[REQUIREMENT]:
Render each line of the records below as a Markdown table with the columns Row and Line. Number the rows in sequence and leave out any blank lines.

## begin

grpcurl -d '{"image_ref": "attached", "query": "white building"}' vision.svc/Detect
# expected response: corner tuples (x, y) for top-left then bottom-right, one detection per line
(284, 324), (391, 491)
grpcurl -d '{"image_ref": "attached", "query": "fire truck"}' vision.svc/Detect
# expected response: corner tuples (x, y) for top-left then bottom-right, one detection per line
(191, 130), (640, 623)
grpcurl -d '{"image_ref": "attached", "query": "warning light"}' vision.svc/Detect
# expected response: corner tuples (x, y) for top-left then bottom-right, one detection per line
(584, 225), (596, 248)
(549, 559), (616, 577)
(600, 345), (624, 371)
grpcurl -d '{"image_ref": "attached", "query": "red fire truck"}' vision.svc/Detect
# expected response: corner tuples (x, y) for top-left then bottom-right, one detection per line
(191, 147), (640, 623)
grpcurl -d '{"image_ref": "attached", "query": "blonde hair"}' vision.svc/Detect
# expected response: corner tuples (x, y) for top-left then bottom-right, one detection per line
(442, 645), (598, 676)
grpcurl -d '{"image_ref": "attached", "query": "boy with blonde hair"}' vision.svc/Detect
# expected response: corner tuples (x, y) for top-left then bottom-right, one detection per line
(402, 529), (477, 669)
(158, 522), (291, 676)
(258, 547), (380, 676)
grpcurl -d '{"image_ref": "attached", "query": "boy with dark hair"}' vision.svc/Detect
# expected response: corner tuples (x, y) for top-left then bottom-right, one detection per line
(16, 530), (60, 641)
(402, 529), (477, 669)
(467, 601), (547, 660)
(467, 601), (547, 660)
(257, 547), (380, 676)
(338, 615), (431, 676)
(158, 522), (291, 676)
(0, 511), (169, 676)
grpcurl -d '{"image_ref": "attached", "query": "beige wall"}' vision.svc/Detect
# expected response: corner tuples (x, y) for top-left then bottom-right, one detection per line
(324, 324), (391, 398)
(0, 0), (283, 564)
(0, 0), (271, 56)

## end

[CORRECT ANSWER]:
| Row | Line |
|---|---|
| 1 | grpcurl -d '{"image_ref": "attached", "query": "white building"}' vision.svc/Detect |
| 2 | # expected response: corner tuples (x, y) for top-left then bottom-right, one detection per line |
| 3 | (284, 324), (391, 491) |
| 4 | grpcurl -d '{"image_ref": "attached", "query": "fire truck"}' vision.svc/Detect |
| 5 | # expected response: corner tuples (x, y) for top-left then bottom-right, one detection per line |
| 6 | (191, 130), (640, 623) |
| 7 | grpcurl -d '{"image_ref": "attached", "query": "warning light"}' vision.svc/Detect |
| 8 | # expected response: corner tuples (x, y) for top-left then bottom-right, one detection per line |
| 9 | (584, 225), (596, 248) |
| 10 | (549, 559), (616, 577) |
| 11 | (600, 345), (624, 371) |
| 12 | grpcurl -d '{"image_ref": "attached", "query": "red fire truck"}' vision.svc/Detect |
| 13 | # expected response: corner tuples (x, y) for top-left then bottom-right, one detection per line |
| 14 | (191, 147), (640, 623) |
| 15 | grpcurl -d '{"image_ref": "attached", "query": "blonde hair"}' vision.svc/Detect |
| 16 | # expected response: corner tuples (x, y) for top-left then bottom-right, one detection per line |
| 17 | (442, 645), (598, 676) |
| 18 | grpcurl -d '{"image_ref": "attached", "query": "boy with blonde hair"}' vision.svc/Detect |
| 19 | # expected response: corner tuples (x, y) for top-left then bottom-right, one detection per line |
| 20 | (402, 529), (477, 669) |
| 21 | (158, 522), (291, 676) |
| 22 | (258, 547), (380, 676) |
| 23 | grpcurl -d '{"image_ref": "attached", "query": "boy with dark hair"}' vision.svc/Detect |
| 24 | # expected response: corner tuples (x, y) for top-left then bottom-right, one detection per line |
| 25 | (16, 530), (60, 641) |
| 26 | (402, 529), (477, 669) |
| 27 | (467, 601), (547, 660) |
| 28 | (467, 601), (547, 660) |
| 29 | (257, 547), (380, 676) |
| 30 | (338, 615), (431, 676) |
| 31 | (158, 522), (291, 676) |
| 32 | (0, 511), (169, 676) |
| 33 | grpcurl -d '{"image_ref": "attached", "query": "beige wall"}' vision.svc/Detect |
| 34 | # expected response: corner tuples (x, y) for top-left then bottom-right, one detection per line |
| 35 | (324, 324), (391, 398) |
| 36 | (0, 0), (283, 564) |
| 37 | (0, 0), (271, 56) |